- **Action item**:
Only one stretch of the data below is wanted: the lines starting at the one with "Target: belt buckle" and ending at the one with "the black belt", both included, given again exactly.

[Dataset excerpts]
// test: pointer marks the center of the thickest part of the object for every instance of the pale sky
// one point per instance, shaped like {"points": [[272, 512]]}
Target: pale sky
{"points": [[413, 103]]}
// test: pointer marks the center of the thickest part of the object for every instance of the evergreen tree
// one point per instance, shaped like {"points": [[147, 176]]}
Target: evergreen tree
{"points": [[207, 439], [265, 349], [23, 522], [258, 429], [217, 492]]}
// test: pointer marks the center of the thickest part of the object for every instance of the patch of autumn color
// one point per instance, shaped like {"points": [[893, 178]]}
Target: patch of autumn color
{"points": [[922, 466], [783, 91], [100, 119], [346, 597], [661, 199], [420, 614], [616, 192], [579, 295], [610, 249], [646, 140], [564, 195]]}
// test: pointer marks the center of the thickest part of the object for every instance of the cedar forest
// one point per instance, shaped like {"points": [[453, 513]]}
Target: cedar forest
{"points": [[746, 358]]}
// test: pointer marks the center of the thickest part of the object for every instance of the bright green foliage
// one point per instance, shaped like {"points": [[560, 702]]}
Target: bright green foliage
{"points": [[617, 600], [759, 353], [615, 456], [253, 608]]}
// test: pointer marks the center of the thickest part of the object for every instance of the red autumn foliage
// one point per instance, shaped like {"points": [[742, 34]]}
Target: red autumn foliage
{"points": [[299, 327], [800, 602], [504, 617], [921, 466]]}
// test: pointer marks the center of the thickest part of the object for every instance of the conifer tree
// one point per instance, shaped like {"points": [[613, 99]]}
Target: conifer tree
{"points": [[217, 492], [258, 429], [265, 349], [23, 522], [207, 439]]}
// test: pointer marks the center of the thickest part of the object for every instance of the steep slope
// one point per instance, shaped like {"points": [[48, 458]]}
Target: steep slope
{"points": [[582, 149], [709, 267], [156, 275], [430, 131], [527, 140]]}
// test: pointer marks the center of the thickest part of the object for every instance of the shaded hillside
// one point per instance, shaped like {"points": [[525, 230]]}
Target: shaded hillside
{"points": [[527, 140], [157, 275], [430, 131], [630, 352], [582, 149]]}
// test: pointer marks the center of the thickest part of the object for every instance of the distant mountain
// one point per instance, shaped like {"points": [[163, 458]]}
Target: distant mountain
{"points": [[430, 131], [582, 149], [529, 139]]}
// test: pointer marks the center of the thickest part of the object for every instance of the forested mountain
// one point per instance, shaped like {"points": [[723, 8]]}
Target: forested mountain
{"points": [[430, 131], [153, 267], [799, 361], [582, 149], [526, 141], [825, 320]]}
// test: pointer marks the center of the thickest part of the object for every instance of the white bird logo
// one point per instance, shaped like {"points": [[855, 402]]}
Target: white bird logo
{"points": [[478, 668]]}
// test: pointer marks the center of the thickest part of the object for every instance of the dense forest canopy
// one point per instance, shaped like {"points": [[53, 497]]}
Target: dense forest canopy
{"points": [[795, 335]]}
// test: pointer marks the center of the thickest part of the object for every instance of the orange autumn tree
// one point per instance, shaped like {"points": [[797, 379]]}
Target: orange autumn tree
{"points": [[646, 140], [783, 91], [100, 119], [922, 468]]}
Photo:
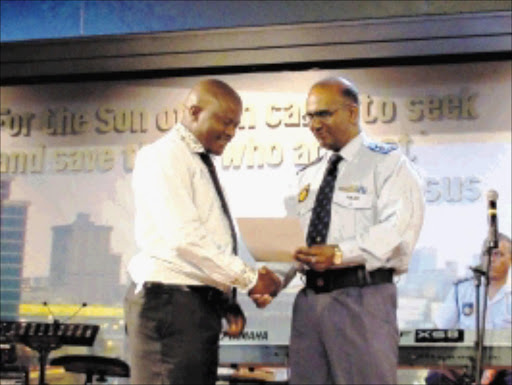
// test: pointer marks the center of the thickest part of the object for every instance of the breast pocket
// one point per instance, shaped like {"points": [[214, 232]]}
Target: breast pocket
{"points": [[352, 212]]}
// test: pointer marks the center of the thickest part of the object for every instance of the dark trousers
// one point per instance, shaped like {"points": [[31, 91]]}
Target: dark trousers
{"points": [[173, 335], [347, 336]]}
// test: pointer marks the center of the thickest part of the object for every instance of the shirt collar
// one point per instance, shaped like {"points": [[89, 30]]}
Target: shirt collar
{"points": [[188, 138]]}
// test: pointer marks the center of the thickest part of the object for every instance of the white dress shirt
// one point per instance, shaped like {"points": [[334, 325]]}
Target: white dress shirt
{"points": [[378, 205], [180, 228]]}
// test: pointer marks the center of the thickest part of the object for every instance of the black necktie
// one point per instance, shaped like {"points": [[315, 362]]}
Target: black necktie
{"points": [[321, 216], [213, 174]]}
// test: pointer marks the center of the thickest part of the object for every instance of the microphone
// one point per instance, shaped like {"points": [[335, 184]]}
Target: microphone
{"points": [[45, 304], [492, 238]]}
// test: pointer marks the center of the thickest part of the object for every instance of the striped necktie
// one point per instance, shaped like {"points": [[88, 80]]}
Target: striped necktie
{"points": [[207, 160], [321, 216]]}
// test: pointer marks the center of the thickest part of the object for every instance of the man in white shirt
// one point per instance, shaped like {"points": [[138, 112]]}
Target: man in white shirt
{"points": [[361, 207], [458, 310], [187, 263]]}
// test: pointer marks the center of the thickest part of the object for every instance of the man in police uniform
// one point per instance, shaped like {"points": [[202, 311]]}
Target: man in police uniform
{"points": [[458, 310], [361, 207]]}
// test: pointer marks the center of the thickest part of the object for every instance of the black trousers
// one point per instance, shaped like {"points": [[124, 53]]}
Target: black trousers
{"points": [[173, 335]]}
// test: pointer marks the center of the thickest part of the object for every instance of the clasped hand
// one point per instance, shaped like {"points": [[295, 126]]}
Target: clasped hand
{"points": [[316, 257], [266, 288]]}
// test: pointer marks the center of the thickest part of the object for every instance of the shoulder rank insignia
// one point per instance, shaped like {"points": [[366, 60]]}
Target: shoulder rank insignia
{"points": [[467, 308], [382, 148], [310, 164], [304, 192]]}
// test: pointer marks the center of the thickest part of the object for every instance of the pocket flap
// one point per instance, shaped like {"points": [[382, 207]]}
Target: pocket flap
{"points": [[353, 200]]}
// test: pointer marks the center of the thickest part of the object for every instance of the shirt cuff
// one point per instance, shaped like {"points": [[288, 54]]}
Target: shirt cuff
{"points": [[246, 279]]}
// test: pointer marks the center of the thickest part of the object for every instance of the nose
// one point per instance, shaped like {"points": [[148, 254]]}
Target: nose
{"points": [[315, 124], [231, 131]]}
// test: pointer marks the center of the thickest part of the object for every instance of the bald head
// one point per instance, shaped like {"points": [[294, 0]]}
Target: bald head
{"points": [[340, 85], [211, 91], [212, 113]]}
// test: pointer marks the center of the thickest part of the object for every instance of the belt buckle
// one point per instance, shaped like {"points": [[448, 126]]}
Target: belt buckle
{"points": [[363, 277]]}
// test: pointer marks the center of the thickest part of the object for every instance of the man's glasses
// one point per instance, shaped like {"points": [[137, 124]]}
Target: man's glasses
{"points": [[497, 253], [324, 114]]}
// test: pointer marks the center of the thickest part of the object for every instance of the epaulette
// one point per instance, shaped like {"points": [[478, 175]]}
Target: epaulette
{"points": [[381, 148], [317, 160], [462, 280]]}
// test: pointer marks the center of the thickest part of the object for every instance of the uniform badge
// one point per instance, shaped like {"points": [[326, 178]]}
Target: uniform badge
{"points": [[467, 308], [304, 193]]}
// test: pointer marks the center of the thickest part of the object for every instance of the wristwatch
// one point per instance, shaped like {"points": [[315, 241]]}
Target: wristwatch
{"points": [[338, 255]]}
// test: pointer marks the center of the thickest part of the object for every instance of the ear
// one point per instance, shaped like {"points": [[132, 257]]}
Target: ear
{"points": [[194, 111]]}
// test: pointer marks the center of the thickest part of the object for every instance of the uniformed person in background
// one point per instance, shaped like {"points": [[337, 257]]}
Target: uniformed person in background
{"points": [[361, 207], [458, 311]]}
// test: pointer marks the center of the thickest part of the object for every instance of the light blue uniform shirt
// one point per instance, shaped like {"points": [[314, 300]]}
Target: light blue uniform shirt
{"points": [[458, 310]]}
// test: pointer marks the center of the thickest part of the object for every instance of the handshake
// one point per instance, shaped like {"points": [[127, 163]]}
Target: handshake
{"points": [[266, 288]]}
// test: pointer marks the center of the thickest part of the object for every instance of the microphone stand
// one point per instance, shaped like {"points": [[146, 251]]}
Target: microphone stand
{"points": [[478, 273]]}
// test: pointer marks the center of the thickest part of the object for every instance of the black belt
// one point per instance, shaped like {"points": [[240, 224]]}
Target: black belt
{"points": [[332, 279], [208, 292]]}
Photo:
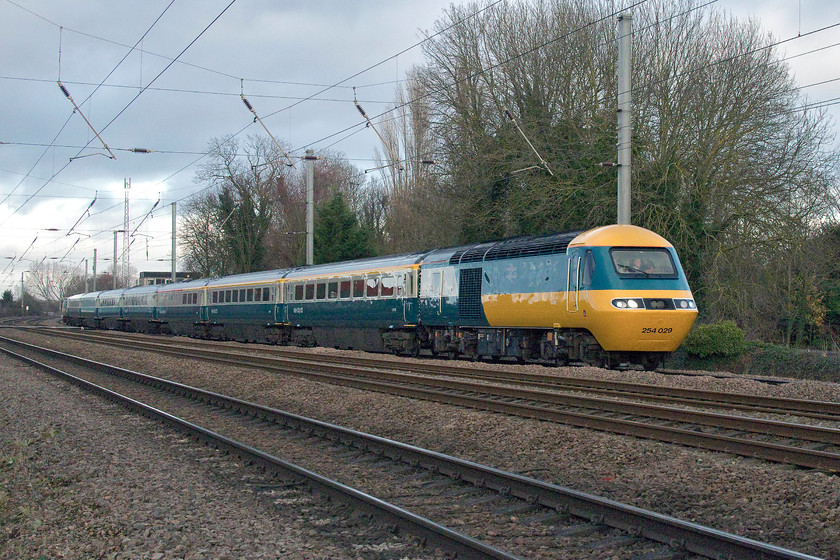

- **The answer**:
Target: belt buckle
{"points": [[363, 277]]}
// test: pointer marks the center of the thickest part of the object for every instance of the man's glasses
// one point per instance, shaped like {"points": [[137, 124]]}
Target: man's glasses
{"points": [[497, 253], [324, 114]]}
// test: pointer marks the center of the thickest part of the object for every instance of the epaulette
// one point per instance, shaped like {"points": [[478, 175]]}
Target: epaulette
{"points": [[381, 148], [317, 160], [462, 280]]}
// test: pointer marks the center of the thickest part of the object for every instance of the uniform badge
// one point per instance, shaped like {"points": [[326, 178]]}
Target: uniform badge
{"points": [[467, 308], [304, 193]]}
// test: pointer marks the center of the thickest part of the object for every instance of the wristwatch
// one point per instance, shaped like {"points": [[315, 241]]}
Target: wristwatch
{"points": [[338, 255]]}
// test: pointer marks the center of the thickest part of the object for every instance of the ear
// one point per instance, shaped like {"points": [[132, 257]]}
Target: ear
{"points": [[194, 111]]}
// test: pointer marks the center of the thickest part of the object for every instance of the uniformed person in background
// one point per instance, shaped like {"points": [[337, 257]]}
Target: uniformed person in background
{"points": [[361, 207], [458, 311]]}
// test: pointer marks the center of the thickest part of the object for every instance of the light blue uniform shirt
// one point per instance, shaped like {"points": [[314, 300]]}
Target: light blue uniform shirt
{"points": [[458, 310]]}
// test: pointer marks the center of the thickest part of the object for every instance of the handshake
// one point per instance, shaped like {"points": [[127, 163]]}
Target: handshake
{"points": [[266, 288]]}
// test: pointer marks the center of the thickest part of the object for every instance of the microphone stand
// one point per instance, shaped like {"points": [[146, 251]]}
Target: microphone stand
{"points": [[478, 273]]}
// test: pointer marks the center of the thickest part of the object for every instance of the black belt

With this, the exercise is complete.